Records for the task:
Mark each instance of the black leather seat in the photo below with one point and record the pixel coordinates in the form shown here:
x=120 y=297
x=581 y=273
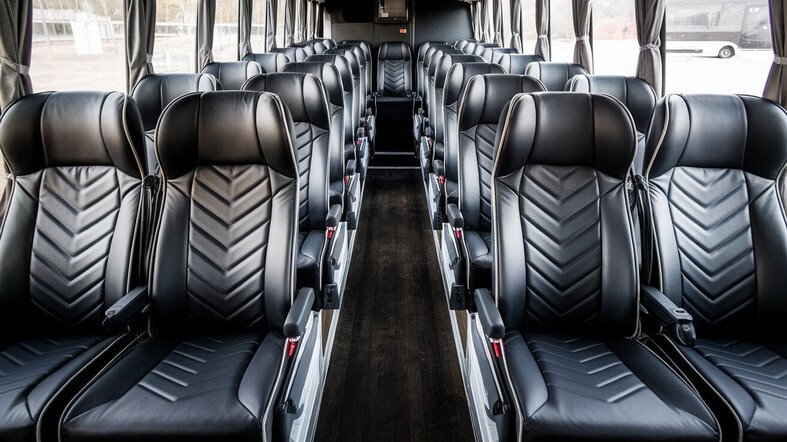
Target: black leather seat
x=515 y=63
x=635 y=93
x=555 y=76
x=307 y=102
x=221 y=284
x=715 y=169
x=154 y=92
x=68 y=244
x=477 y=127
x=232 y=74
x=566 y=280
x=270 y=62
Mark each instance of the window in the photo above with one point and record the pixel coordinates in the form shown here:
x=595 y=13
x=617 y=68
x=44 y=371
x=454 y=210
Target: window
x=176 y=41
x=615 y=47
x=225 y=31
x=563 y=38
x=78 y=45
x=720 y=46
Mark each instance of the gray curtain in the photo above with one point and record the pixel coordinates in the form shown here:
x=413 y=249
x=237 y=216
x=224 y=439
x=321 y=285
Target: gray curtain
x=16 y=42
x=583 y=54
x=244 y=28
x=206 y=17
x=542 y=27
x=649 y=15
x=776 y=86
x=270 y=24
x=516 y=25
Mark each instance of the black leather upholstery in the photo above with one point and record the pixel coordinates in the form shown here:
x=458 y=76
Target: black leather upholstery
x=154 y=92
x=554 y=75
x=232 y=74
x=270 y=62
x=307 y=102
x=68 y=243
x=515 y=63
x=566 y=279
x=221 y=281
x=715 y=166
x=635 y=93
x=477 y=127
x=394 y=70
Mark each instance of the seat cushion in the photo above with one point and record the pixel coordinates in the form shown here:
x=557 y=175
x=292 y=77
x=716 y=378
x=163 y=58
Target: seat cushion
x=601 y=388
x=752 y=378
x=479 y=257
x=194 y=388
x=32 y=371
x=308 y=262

Task brief:
Everything in the entries must be written out exactly; the pictures stay out.

Task result:
Mark each instance of the black leather seat in the photo below with one point and record the pixel coordinates in the form shown here:
x=120 y=297
x=581 y=273
Target: black leather seat
x=515 y=63
x=635 y=93
x=555 y=76
x=307 y=102
x=221 y=284
x=715 y=169
x=154 y=92
x=68 y=244
x=477 y=127
x=232 y=74
x=566 y=280
x=270 y=62
Mark each instance of the window in the photo above with one point and record the pixel coordinates in the form shown here:
x=595 y=13
x=617 y=68
x=44 y=371
x=454 y=210
Target: window
x=176 y=41
x=615 y=47
x=225 y=31
x=563 y=38
x=78 y=45
x=720 y=46
Mark each instance of the gray curtain in the photo above with one point and record the pixel coordinates in the form shown here:
x=413 y=249
x=237 y=216
x=224 y=439
x=321 y=285
Target: gray curtain
x=16 y=42
x=583 y=54
x=244 y=28
x=206 y=17
x=542 y=27
x=649 y=15
x=776 y=86
x=270 y=24
x=516 y=25
Mark each instance of the black leather upholstery in the photo above with one point and record the pixel coordinates in the form shown here:
x=458 y=76
Target: black leather upholstery
x=154 y=92
x=554 y=75
x=232 y=74
x=270 y=62
x=307 y=102
x=68 y=243
x=515 y=63
x=566 y=279
x=221 y=281
x=715 y=166
x=635 y=93
x=477 y=127
x=394 y=70
Mark each instance of the seat cushion in the photo above with one point and record the pixel coordinates in the form shown here:
x=557 y=175
x=292 y=77
x=716 y=378
x=163 y=58
Target: seat cushion
x=601 y=388
x=752 y=378
x=479 y=257
x=194 y=388
x=32 y=371
x=308 y=262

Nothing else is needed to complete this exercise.